─── TEXTAUSZUG

Ein AC/DC-Dollar von einem Konzert der Band im Jahr 1991 in Mainz ist der Talisman von Marcus Zeitler, das Album der Band Metallica symbolisiert seine Lieblingsmusik. Foto: Alex
Von Christoph Moll
Leimen/Schönau. "Ich war jung und brauchte das Geld." So beginnen meistens Erzählungen von Jugendsünden. Auch Marcus Zeitler war jung und brauchte das Geld, als er Ende der 90er Jahre beim legendären "Schwimmbad Musikclub" in Heidelberg als Türsteher anfing zu arbeiten. Eine Jugendsünde? Nein, sagt der langjährige Bürgermeister von Schönau und nunmehrige Oberbürgermeister von Hockenheim mit Wurzeln in Leimen. "Ich habe nie einen Hehl daraus gemacht - es war eine super-tolle Zeit, für die ich mich nicht schämen muss."

──────

◆ DEINE AUFGABEN
a) Fasse den Absatz im Textauszug, der mit „Leimen/Schönau." beginnt, kürzer zusammen. Die wichtigsten Fakten sollen dabei erhalten bleiben.
b) Schreibe den Zeitungstext über Marcus Zeitlers Zeit als Türsteher nach seinem letzten Satz weiter.

─── BEREITGESTELLTES MATERIAL

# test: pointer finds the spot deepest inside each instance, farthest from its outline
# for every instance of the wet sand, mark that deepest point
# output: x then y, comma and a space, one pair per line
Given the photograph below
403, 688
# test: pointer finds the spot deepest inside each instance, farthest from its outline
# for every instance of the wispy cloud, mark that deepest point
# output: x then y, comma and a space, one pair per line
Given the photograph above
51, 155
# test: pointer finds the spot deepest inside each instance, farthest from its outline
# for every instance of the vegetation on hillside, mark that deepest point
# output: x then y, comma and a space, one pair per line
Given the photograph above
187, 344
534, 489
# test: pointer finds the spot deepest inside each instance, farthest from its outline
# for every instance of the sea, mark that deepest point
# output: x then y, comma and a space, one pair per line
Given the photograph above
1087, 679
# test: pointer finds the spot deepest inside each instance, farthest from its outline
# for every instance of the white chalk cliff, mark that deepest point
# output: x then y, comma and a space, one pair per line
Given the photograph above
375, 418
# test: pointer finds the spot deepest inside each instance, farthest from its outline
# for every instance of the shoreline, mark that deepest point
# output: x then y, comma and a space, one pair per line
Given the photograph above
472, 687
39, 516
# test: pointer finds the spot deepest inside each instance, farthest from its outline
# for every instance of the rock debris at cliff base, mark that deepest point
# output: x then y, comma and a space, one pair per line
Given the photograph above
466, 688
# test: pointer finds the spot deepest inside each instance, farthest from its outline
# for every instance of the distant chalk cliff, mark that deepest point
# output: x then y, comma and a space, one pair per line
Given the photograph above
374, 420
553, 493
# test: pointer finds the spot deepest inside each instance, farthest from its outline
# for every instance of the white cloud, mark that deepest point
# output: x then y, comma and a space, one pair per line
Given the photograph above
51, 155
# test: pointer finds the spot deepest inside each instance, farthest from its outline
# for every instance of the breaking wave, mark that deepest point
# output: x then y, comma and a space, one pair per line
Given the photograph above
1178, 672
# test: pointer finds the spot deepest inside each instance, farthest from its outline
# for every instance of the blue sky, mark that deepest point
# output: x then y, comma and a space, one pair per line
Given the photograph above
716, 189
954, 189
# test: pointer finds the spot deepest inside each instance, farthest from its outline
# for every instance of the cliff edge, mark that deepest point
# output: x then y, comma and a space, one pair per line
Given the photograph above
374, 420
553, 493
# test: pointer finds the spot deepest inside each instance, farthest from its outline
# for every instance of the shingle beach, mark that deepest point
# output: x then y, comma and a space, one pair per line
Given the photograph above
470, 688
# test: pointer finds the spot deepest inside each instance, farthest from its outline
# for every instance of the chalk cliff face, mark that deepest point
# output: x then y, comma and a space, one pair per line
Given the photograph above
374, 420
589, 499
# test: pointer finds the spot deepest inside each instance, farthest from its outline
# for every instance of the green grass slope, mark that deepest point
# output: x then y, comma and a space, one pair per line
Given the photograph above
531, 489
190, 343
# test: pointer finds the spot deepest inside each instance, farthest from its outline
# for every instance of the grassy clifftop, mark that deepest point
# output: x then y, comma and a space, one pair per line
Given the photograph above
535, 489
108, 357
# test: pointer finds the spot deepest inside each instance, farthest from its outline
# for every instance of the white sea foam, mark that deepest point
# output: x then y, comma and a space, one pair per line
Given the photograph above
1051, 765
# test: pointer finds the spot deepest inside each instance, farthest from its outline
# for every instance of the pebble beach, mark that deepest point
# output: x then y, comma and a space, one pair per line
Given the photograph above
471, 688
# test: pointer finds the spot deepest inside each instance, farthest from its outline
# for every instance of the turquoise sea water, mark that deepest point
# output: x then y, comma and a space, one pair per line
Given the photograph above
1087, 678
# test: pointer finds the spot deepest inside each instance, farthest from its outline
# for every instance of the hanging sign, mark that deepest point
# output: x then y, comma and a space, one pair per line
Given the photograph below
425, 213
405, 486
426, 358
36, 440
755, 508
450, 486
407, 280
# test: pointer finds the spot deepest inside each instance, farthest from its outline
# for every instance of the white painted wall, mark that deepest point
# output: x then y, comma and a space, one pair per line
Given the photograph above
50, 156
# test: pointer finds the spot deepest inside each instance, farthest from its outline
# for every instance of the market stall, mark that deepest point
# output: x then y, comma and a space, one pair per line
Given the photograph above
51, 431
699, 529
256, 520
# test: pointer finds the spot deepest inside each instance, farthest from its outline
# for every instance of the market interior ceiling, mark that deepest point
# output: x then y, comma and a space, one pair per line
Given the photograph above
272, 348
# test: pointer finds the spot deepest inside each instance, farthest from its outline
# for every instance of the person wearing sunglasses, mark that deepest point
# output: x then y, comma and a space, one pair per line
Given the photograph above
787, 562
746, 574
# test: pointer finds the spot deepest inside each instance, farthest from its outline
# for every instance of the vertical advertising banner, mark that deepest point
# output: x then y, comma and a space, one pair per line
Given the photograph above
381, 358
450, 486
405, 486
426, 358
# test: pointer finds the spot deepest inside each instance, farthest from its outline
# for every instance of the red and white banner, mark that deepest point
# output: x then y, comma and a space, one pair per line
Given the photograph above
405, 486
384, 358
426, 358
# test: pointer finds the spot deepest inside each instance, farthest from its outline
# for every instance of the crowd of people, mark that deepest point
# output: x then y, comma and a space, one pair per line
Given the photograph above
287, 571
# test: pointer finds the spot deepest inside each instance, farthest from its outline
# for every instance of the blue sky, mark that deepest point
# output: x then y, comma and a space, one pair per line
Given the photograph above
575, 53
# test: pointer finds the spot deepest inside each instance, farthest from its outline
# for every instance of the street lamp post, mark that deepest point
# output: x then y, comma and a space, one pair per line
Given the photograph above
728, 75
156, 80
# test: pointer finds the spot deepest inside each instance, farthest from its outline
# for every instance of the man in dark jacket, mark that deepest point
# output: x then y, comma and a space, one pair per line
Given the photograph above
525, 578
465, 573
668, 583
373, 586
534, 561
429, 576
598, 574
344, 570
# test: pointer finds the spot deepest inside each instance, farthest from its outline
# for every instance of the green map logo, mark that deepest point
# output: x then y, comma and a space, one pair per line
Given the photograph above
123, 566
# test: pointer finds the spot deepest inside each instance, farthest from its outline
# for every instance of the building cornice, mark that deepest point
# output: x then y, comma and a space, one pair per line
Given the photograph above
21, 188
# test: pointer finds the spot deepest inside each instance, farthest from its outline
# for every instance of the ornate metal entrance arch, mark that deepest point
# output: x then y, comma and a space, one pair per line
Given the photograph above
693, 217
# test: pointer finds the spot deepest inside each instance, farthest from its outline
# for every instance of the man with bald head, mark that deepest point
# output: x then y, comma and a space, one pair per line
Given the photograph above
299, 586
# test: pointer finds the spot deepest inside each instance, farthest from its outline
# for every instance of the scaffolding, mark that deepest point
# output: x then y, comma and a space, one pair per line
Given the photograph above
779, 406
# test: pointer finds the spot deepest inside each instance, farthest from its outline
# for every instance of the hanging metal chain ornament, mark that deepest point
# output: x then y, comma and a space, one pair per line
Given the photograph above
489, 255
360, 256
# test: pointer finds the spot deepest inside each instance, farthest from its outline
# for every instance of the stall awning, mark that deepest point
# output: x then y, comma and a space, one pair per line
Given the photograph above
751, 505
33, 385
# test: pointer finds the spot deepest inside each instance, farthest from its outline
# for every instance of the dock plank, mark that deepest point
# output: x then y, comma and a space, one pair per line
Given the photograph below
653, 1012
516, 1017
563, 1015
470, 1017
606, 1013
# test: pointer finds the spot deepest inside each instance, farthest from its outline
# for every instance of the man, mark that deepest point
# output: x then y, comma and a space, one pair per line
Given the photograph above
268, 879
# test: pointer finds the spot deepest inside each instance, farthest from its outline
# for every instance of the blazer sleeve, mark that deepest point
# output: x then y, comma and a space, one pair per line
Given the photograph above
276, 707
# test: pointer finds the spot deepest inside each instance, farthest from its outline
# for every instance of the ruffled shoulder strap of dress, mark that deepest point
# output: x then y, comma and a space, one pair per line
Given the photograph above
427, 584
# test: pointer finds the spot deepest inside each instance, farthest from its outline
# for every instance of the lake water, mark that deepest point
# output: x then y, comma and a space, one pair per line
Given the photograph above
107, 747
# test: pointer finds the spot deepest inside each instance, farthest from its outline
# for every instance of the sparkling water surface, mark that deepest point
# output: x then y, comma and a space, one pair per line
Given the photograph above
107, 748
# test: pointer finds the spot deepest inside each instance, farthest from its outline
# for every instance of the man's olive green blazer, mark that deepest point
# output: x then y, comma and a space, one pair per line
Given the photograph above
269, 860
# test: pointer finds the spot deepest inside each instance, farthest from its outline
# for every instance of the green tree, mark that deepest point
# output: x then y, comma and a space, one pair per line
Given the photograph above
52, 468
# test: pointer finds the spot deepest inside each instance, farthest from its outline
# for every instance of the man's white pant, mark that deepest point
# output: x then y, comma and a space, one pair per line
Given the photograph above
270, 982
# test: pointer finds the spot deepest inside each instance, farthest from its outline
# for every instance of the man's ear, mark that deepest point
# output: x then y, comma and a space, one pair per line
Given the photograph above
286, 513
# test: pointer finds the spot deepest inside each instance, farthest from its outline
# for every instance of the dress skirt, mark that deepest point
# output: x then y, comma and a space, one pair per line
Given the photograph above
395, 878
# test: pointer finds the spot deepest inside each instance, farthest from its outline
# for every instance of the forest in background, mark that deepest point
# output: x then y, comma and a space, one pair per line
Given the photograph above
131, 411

──────

◆ ERGEBNISSE JE AUFGABE
a) Marcus Zeitler war lange Bürgermeister von Schönau und ist jetzt Oberbürgermeister von Hockenheim. Seine Wurzeln liegen in Leimen. Ende der 90er Jahre war er jung und brauchte Geld. Deshalb arbeitete er als Türsteher im legendären „Schwimmbad Musikclub" in Heidelberg. Als Jugendsünde sieht er das nicht. Er habe nie einen Hehl daraus gemacht, es sei eine super-tolle Zeit gewesen, für die er sich nicht schämen müsse.

b)
Doch wie kam Zeitler damals zu dem außergewöhnlichen Job? Der Leimener war Stammgast im "Schwimmbad Musikclub". "Es war immer gute Musik geboten", erinnert er sich an die Heidelberger Kulteinrichtung. Besonders gut gefiel ihm die große Musikauswahl auf mehreren Ebenen. "Es war für alle etwas dabei", sagt Zeitler, der passionierter Heavy-Metal-Fan ist und schon auf mehreren Konzerten der Band Metallica war.
Nach der Fachhochschulreife an der Julius-Springer-Schule in Heidelberg war Zeitler zunächst vier Jahre bei der Bundeswehr gewesen, bevor er bei der Leimener Stadtverwaltung die Ausbildung zum Verwaltungswirt begann. "Als Soldat habe ich gut verdient", erzählt der heute 44-Jährige. "Als Azubi bei der Stadt hatte ich dann auf einmal nur noch die Hälfte." Doch er musste seine Wohnung in Leimen bezahlen und wollte auch nicht auf seinen Opel und sein Motorrad, eine "Suzuki Intruder 800", verzichten. Da kam das Angebot des "Schwimmbad Musikclubs" gerade recht. Zunächst bekam er 18 D-Mark pro Stunde, am Ende waren es elf Euro. "Das war ein guter Nebenverdienst und hat gereicht", sagt Zeitler. "Und es hat auch Spaß gemacht."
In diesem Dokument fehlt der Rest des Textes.